_Document text_
....

Understanding the Anti-Money Laundering Act of 2020
The Anti-Money Laundering Act (AMLA) of 2020 is the most substantial anti-money laundering and counter terrorism legislative reform since the implementation of the USA PATRIOT Act of 2001.
Congress enacted the AMLA of 2020 in January, which brings the most significant changes in the Bank Secrecy Act of 1970.
Here are the major provisions of the AMLA of 2020:
Beneficial ownership reporting
Certain corporations and limited liability corporations (LLCs) will be required to file beneficial ownership information about their company to the Financial Crimes Enforcement Network (FinCEN), which will maintain a national beneficial ownership database.
This bill is aimed at collecting beneficial ownership on U.S. entities with fewer than 20 full-time employees and no more than $5 million in gross annual income. This differs from the Customer Due Diligence/Beneficial Ownership Rule, which requires covered U.S. financial institutions to collect and verify beneficial owners on all corporations, LLCs and partnerships, regardless of employee size or annual income.

....

(Labeled-object pointing entries)

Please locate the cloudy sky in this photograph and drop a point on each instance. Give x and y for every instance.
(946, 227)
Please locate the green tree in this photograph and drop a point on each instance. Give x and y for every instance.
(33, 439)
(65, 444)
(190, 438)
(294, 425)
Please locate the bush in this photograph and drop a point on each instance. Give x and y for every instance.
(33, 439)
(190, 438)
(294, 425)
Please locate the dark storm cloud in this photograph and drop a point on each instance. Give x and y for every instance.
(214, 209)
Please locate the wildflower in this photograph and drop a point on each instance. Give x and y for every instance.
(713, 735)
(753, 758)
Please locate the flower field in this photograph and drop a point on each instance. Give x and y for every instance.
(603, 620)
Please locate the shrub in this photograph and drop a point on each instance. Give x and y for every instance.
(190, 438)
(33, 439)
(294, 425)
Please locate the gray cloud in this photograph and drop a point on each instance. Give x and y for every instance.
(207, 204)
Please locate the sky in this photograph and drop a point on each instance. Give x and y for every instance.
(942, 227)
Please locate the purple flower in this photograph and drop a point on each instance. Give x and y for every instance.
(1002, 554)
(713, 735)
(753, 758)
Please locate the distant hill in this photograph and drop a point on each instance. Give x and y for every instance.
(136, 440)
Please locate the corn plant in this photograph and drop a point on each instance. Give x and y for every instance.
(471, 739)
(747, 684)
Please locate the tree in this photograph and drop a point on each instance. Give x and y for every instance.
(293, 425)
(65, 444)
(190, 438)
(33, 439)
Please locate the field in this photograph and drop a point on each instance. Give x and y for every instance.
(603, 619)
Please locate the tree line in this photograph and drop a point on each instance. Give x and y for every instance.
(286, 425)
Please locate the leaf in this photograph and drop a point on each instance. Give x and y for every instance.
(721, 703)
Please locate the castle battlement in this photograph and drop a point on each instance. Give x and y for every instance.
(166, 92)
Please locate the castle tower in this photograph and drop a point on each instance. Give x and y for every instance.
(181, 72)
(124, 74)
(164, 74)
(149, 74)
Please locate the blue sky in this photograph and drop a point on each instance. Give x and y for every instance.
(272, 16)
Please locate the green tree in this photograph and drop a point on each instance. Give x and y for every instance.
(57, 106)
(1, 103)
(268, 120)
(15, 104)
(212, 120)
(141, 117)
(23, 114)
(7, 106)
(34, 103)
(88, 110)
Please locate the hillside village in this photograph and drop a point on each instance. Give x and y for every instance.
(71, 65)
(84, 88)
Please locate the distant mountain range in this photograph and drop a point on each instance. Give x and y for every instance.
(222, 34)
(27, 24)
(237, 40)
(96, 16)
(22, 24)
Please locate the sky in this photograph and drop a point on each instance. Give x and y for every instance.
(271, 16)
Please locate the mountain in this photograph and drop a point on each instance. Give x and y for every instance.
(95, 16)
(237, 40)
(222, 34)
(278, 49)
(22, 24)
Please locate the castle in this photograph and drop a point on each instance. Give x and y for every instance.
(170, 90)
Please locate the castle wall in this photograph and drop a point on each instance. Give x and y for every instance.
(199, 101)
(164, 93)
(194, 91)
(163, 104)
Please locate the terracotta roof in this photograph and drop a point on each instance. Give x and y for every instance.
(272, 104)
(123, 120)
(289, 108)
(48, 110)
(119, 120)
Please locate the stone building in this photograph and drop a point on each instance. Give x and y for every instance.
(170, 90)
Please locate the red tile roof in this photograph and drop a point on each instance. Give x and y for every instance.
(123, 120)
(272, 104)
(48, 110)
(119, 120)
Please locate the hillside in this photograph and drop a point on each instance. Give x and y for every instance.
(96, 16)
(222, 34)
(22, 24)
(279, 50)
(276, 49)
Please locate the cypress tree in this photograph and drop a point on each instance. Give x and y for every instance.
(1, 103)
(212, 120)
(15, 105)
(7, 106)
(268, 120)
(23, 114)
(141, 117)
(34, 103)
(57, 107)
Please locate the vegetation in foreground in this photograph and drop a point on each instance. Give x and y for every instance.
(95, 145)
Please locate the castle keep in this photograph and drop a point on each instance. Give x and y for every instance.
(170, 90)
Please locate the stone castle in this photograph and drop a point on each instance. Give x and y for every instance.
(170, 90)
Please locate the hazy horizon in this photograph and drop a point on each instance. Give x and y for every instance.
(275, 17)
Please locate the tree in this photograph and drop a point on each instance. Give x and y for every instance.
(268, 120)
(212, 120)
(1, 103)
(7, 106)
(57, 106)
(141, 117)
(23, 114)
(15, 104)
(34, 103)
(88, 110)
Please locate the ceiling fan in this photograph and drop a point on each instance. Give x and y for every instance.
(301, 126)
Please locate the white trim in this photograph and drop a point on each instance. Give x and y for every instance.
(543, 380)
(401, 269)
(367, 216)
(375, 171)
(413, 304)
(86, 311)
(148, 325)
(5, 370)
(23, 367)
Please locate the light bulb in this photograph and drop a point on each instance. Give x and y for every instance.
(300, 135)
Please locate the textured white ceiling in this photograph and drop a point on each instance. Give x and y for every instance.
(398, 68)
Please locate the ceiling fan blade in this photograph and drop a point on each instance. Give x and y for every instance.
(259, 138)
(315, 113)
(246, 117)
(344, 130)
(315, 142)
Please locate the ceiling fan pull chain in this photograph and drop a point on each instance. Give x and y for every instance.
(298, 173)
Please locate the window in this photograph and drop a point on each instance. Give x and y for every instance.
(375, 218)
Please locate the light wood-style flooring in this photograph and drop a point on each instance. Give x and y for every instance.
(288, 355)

....

_What this exercise asks_
**1.** Reproduce the stretch of the anti-money laundering text from "Here are the" through "beneficial ownership database.".
**2.** In one to three sentences, explain how the beneficial ownership reporting in the anti-money laundering text differs from the Customer Due Diligence/Beneficial Ownership Rule.
**3.** According to the anti-money laundering text, which body will maintain the national beneficial ownership database?

_Solutions to the tasks_
**1.**
Here are the major provisions of the AMLA of 2020:
Beneficial ownership reporting
Certain corporations and limited liability corporations (LLCs) will be required to file beneficial ownership information about their company to the Financial Crimes Enforcement Network (FinCEN), which will maintain a national beneficial ownership database.

**2.** The AMLA provision aims at collecting beneficial ownership information on U.S. entities with fewer than 20 full-time employees and no more than $5 million in gross annual income. The Customer Due Diligence/Beneficial Ownership Rule instead requires covered U.S. financial institutions to collect and verify beneficial owners on all corporations, LLCs and partnerships, regardless of employee size or annual income.

**3.** The Financial Crimes Enforcement Network (FinCEN) will maintain it.